### Information provided
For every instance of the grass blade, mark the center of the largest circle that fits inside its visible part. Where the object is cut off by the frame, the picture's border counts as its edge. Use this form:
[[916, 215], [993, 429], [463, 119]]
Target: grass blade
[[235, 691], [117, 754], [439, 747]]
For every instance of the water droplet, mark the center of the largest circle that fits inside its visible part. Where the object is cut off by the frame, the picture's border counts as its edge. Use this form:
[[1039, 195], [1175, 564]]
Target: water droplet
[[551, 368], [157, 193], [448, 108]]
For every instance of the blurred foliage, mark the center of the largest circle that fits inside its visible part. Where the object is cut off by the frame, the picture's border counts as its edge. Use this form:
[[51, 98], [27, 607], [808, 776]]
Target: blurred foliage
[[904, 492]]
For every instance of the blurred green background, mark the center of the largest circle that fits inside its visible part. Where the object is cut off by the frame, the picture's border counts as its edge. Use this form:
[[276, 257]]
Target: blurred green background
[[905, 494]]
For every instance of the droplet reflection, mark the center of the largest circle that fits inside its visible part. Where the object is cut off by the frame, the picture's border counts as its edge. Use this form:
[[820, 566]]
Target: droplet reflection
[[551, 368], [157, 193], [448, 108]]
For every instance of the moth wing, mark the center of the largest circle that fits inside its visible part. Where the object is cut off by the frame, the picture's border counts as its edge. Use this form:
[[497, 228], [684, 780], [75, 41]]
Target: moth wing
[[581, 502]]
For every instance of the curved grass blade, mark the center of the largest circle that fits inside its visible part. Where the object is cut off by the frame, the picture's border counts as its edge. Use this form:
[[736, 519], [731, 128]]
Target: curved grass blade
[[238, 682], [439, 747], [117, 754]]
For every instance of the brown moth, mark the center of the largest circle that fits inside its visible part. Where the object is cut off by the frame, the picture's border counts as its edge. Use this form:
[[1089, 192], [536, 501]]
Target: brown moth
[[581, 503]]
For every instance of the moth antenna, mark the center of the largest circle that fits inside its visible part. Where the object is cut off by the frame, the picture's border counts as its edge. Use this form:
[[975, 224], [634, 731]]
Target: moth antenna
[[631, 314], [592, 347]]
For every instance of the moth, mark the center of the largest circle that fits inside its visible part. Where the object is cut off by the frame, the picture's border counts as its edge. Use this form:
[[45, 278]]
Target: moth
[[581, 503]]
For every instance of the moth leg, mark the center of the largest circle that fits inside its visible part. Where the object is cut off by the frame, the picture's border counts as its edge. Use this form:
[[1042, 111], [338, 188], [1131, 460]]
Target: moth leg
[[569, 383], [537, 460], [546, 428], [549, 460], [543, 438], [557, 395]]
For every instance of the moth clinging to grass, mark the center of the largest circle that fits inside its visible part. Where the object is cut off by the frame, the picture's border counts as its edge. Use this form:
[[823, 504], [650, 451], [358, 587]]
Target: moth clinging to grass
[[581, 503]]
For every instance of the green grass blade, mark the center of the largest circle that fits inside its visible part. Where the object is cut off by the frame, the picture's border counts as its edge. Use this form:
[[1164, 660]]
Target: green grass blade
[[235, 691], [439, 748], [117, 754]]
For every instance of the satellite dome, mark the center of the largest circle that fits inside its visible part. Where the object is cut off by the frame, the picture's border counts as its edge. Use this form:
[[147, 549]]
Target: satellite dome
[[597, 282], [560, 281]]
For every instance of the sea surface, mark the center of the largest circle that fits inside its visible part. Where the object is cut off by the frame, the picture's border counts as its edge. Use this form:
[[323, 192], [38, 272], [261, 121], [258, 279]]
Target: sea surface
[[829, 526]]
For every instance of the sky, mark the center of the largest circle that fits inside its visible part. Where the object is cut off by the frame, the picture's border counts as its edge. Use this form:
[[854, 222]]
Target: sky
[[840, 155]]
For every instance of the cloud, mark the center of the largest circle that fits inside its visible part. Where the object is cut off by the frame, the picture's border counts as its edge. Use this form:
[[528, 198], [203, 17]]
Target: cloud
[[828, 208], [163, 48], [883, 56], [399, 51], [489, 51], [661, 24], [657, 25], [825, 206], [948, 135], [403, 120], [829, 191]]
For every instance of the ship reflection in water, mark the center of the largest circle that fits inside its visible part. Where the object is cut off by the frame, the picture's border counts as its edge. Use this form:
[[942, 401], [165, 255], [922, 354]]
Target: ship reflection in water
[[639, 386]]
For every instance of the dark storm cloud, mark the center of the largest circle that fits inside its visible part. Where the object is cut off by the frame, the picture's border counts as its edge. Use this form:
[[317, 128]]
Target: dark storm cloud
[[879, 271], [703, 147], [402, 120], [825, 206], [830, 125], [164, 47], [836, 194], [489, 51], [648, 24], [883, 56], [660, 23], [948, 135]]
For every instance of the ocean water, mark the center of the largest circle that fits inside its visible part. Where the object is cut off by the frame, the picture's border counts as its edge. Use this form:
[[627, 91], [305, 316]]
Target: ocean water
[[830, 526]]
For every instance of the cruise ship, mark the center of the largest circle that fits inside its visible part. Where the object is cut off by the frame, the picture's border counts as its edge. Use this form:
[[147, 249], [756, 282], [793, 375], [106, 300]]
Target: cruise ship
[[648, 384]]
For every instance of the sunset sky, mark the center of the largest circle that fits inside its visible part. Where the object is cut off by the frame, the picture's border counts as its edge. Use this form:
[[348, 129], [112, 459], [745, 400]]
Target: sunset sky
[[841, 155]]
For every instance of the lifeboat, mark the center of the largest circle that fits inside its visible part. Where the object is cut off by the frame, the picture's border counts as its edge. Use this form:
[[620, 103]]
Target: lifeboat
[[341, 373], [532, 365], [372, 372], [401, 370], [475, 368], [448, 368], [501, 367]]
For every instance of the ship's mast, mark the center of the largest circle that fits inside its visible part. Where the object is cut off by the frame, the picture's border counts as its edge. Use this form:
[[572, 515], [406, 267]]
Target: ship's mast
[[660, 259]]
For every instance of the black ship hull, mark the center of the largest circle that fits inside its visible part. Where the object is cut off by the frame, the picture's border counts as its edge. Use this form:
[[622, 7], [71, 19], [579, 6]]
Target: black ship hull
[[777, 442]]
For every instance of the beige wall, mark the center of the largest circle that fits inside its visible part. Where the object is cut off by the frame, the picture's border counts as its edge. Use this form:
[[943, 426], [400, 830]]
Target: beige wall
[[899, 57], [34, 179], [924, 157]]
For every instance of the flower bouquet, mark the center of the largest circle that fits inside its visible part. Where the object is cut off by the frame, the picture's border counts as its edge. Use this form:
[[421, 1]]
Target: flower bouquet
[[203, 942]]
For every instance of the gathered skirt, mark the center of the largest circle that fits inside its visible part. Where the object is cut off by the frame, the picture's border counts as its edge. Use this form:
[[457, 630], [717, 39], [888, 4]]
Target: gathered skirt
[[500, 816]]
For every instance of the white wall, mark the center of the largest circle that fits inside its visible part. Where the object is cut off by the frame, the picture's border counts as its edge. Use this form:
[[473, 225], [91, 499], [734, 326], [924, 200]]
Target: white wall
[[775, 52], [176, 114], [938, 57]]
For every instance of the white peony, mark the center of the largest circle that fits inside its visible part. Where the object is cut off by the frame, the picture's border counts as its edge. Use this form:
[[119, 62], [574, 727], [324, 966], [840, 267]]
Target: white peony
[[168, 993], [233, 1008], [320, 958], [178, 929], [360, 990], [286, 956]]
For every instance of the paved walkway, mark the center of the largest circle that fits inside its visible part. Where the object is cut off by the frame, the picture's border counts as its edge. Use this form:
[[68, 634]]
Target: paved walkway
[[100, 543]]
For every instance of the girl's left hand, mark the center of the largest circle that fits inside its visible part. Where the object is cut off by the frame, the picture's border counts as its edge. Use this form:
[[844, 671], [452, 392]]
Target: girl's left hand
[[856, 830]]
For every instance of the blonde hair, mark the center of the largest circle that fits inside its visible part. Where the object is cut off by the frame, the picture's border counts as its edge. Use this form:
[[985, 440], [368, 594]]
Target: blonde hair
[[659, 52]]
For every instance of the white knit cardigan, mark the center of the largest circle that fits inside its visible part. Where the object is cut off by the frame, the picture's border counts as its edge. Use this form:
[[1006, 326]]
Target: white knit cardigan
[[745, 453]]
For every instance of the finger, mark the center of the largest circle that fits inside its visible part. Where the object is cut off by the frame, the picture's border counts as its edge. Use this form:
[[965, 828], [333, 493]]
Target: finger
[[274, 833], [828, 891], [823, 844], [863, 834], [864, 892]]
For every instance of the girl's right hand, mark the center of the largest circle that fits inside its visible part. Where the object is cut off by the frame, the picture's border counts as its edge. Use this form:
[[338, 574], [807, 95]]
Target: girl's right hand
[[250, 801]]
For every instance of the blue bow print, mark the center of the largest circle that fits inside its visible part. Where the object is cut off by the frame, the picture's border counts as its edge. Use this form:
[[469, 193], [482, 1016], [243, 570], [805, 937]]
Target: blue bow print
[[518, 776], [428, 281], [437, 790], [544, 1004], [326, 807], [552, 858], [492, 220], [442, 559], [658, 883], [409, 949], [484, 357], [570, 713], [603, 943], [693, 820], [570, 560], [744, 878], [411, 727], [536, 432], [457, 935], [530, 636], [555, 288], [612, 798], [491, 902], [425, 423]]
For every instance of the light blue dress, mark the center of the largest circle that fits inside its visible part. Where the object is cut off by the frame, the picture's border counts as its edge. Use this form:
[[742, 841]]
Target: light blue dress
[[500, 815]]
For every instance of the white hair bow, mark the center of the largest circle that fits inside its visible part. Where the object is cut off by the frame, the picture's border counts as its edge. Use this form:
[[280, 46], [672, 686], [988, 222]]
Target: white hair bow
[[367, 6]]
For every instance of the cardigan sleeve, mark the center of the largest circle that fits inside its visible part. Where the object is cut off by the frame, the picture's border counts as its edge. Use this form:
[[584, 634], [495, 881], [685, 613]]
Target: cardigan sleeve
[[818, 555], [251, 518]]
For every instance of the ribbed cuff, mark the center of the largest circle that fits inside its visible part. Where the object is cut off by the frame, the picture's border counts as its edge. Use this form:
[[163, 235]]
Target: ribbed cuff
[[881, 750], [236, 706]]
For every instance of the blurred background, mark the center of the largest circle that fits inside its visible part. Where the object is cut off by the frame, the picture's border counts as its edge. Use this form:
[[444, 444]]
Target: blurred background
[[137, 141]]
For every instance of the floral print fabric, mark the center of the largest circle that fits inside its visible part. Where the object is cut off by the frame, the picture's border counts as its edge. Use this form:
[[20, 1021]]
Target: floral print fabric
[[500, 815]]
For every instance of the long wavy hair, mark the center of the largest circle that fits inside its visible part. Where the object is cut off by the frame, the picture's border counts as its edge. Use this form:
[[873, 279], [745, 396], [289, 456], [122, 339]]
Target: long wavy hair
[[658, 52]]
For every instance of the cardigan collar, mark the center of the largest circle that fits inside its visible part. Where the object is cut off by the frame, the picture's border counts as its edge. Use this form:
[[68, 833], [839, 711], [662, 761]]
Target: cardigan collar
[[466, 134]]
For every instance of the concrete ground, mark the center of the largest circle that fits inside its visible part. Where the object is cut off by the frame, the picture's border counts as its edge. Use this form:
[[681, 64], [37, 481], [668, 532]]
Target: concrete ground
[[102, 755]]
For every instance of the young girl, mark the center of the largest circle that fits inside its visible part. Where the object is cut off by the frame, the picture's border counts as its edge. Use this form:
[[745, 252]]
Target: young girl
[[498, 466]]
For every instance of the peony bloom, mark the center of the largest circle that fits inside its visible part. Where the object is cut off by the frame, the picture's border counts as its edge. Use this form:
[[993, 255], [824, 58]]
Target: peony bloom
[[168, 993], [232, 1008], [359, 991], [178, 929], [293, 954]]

### Instruction
Rewrite the items in full, starting at the beginning of the items and ending at the line containing "[[235, 691], [117, 754], [439, 747]]", scaling every coordinate in the answers by 1.85 and rounding to whole numbers, with halves rounded up. Leave all other text unchanged, including the sample coordinates in the format lines.

### Solution to the problem
For every instance of the grass blade, mark the center of the largest circle that fits inside its visible part. Where the object is cut off by the frame, the picture's border counts as its edge. Use this form:
[[916, 215], [993, 429], [463, 119]]
Target: grass blade
[[435, 1278], [216, 1395], [812, 1382]]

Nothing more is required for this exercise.